(SOURCE EXTRACT)
— Begin —
The second line also marked a defining moment in the city’s post-Katrina life. On January 15, 2006, exiled New Orleanians came in from all over the country to march in the city’s first official second-line parade since the storm. Around the country, naysayers were talking down New Orleans, saying that we weren’t going to ever be the same. New Orleanians both living in the city and those trying to move back showed up for the All-Star Second Line Parade, put on by thirty-two of the city’s social aid and pleasure clubs. Three brass bands and thousands of New Orleanians paraded for hours through some of the worst-hit black neighborhoods near downtown.
“Neighborhoods that were just totally abandoned, shipwrecks, were alive that day,” said Jordan Hersch, a parade organizer, in a public radio interview. “Families hanging out on the porch, smoke in the air from people grilling, having lunch, waiting for the band to come around.
“It was about letting people know that this culture is forceful, and it’s meaningful, and it’s powerful,” he continued. “It is what can bring the city back to life.”
Amen. Those paraders were reaching back into our collective history as New Orleanians to find their song beneath the debris and devastation left by Katrina. Their dance and song that day was a conjuring that summoned the past into the present to make way for a future that many doubted New Orleans would have. It was a ceremony of innocence that Katrina’s tide could not drown. It was the casting out of the spirit of despair and defeat. It was a rite of resurrection.
MY OWN ARTISTIC CONTRIBUTION to the resurrection culture emerging in post-Katrina New Orleans had consequences for my own life far beyond the realm of art—consequences I scarcely could have imagined when a creative door in New York City opened in Katrina’s aftermath, and I walked through it.
In the spring of 2006, theater director Christopher McElroen mounted a production of Waiting for Godot in Harlem. Because the plight of post-Katrina New Orleans reminded McElroen of Beckett’s play, he set his 2006 version in a waterlogged city. The drama takes place on the roof of a house surrounded by floodwaters (McElroen literally encompassed his set with fifteen thousand gallons of water). I played Vladimir; J. Kyle Manzay played Estragon. The Harlem production ran for five weeks, with The New York Times calling it “dazzling,” adding, “Who knew this play could still surprise?”
— End —
(DATA RECORDS)
— Begin —
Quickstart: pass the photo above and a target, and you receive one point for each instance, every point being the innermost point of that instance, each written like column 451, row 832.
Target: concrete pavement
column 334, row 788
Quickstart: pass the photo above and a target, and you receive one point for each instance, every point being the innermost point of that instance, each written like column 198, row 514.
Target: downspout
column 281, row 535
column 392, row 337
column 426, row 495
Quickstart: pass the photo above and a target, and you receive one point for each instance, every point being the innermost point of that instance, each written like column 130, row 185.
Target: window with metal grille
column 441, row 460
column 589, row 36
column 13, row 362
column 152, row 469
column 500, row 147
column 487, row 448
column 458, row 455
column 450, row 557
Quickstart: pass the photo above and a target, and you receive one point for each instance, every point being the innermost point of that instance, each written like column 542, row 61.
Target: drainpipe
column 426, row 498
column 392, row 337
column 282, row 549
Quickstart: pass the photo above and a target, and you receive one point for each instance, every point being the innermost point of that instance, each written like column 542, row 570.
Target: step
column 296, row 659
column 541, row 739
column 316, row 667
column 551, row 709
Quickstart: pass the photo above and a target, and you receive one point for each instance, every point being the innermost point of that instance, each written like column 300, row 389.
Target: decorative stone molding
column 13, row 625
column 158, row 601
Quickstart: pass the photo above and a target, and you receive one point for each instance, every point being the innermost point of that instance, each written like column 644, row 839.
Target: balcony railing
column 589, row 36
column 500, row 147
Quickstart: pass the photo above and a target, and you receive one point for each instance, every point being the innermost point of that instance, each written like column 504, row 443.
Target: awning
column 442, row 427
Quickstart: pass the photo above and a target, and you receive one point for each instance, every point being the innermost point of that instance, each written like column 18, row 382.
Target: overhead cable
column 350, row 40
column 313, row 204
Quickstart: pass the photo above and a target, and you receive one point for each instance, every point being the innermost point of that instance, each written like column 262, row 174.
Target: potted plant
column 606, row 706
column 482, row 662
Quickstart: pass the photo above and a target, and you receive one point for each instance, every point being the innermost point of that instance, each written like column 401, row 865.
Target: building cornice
— End —
(STATED GOAL)
Continue the passage about post-Katrina New Orleans and the Harlem production of Waiting for Godot, starting after its final sentence.

(SOLVED PROBLEM)
The biggest surprise was yet to come. That fall, New York artist Paul Chan traveled to New Orleans to teach art classes at Tulane University. He had never before been to the Crescent City. Seeing what Katrina had done shocked him to the core. Chan had been to shattered postwar Baghdad and to the bleak postindustrial landscape of Detroit; in both places, he observed signs that life continued, despite catastrophe.
“New Orleans was different,” he later wrote.
When he toured the Lower Ninth Ward, seeing the wild vegetation, the desolate roads, and concrete foundations that were all that remained of family homes, he was staggered. To stand within the precincts of a major American city and hear nothing at all, endlessly, was like being frozen in amber. As he waited there for his ride to pick him up, it occurred to Chan that he was standing in a place he had never been, but also one he had been to many times.
“It was unmistakable. The empty road. The bare tree leaning precariously to one side with just enough leaves to make it respectable. The silence,” he wrote. “Standing there at the intersection of North Prieur and Reynes, I suddenly found myself in the middle of Samuel Beckett’s Waiting for Godot.”
Why Godot? As Chan put it, there was a “terrible symmetry” between post-Katrina New Orleans and Beckett’s absurdist drama, a parallel that “expresses in stark eloquence the cruel and funny things people do while they wait: for help, for food, for hope. It was uncanny.”
Beckett, an Irish émigré living in Paris, wrote what would become one of the twentieth century’s towering artistic achievements, based on his experience in Nazi-occupied France. He and his wife served the underground French Resistance and endured conditions of poverty, hunger, and extreme uncertainty. Everything civilized people thought they knew about the way the world worked had been taken from them—at first by the Great War, and then by this Second World War, which brought the barbaric Nazis flooding over the French border, engulfing the country.
Would deliverance from the Nazis come? How does one get on with daily life in the absence of a reason to hope for salvation? These are the questions at the heart of Godot, which Beckett dubbed a “tragicomedy.” It’s not a tragedy, strictly speaking, because the fault for the suffering of Didi and Gogo is not in their nature, nor is it within their power to change their fate. It’s not exactly a comedy either, because though the script is laced with mordant wit, based in the absurdity of trying to make sense of life in conditions of utter ruin, there is no happy ending.
Yet there is hope. Godot might come tomorrow. You never know. In any case, we have to get on with the business of living.
When he returned to New York, Chan began thinking about staging a production of Godot in the Lower Ninth Ward. He explored what the writer and public intellectual Susan Sontag accomplished in Sarajevo in 1993, mounting Godot in the darkness and despair of that once beautiful city as besieging Serbian forces lashed it with shelling and sniper fire from the surrounding hills.
Sontag, who died in 2004, risked her life to bring theater to Sarajevo. She was also criticized by some in the West for what they saw as a pretentious stunt, one that, by showcasing a play notoriously bereft of uplift, only made it more difficult for Sarajevans to bear the burden of daily life.
In a 1993 New York Review of Books essay, Sontag defended herself from these critics. “In Sarajevo, as anywhere else, there are more than a few people who feel strengthened and consoled by having their sense of reality affirmed and transfigured by art,” she wrote.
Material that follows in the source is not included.